Exclude all pictures from your copy of the data below, which should otherwise match exactly.

Segment Start: Materials provided

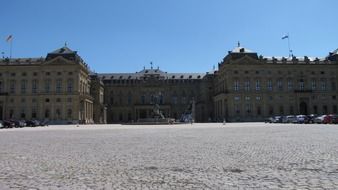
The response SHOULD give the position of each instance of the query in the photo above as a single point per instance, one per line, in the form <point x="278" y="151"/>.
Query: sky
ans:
<point x="114" y="36"/>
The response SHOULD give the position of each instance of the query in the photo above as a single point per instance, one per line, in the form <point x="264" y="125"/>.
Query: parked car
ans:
<point x="319" y="119"/>
<point x="335" y="119"/>
<point x="328" y="119"/>
<point x="8" y="124"/>
<point x="312" y="118"/>
<point x="19" y="123"/>
<point x="290" y="119"/>
<point x="32" y="123"/>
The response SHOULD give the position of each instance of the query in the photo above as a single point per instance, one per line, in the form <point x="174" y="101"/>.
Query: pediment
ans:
<point x="245" y="60"/>
<point x="59" y="61"/>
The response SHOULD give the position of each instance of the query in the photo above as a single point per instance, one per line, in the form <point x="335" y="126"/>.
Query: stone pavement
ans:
<point x="198" y="156"/>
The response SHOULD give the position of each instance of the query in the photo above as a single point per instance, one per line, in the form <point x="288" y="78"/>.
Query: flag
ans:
<point x="9" y="38"/>
<point x="284" y="37"/>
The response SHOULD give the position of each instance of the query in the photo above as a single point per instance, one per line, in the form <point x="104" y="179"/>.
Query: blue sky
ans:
<point x="176" y="35"/>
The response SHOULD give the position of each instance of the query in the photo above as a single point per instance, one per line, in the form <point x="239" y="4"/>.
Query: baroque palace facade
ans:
<point x="246" y="87"/>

Segment End: Materials provided

■ **Result of this exercise**
The response SHOULD give the position of each instance of the query in the photo above as a single point per instance, one per line, in the form <point x="278" y="151"/>.
Query: sky
ans:
<point x="114" y="36"/>
The response SHOULD give the position of each instance of the query in the photo above as a single point per instance, one per line, in the form <point x="264" y="125"/>.
Query: parked car
ans:
<point x="319" y="119"/>
<point x="335" y="119"/>
<point x="328" y="119"/>
<point x="8" y="124"/>
<point x="312" y="118"/>
<point x="19" y="123"/>
<point x="290" y="119"/>
<point x="32" y="123"/>
The response SHOULD give the position of each instance of the query in the photo above as a single point per instance, one per line, in the form <point x="174" y="101"/>.
Query: pediment
ans:
<point x="245" y="60"/>
<point x="59" y="61"/>
The response SHOULD give the position of each instance of the query in the photo above as a single point per instance, one per line, in the form <point x="335" y="126"/>.
Query: stone pavement
ans:
<point x="198" y="156"/>
The response SHOULD give the position of each instance of the query in the photo above as a single point per instance, one per line, in the form <point x="288" y="78"/>.
Query: flag
ans:
<point x="9" y="38"/>
<point x="284" y="37"/>
The response SHOULD give the position of each instance of the query in the photo above as a single point per instance, one per line, in the form <point x="104" y="179"/>.
Query: blue sky
ans:
<point x="176" y="35"/>
The response SHOULD give the position of each instance of the query in the photo above as a single point per instance, one per line, in the form <point x="239" y="4"/>.
Query: baroque palace facade
ans:
<point x="246" y="87"/>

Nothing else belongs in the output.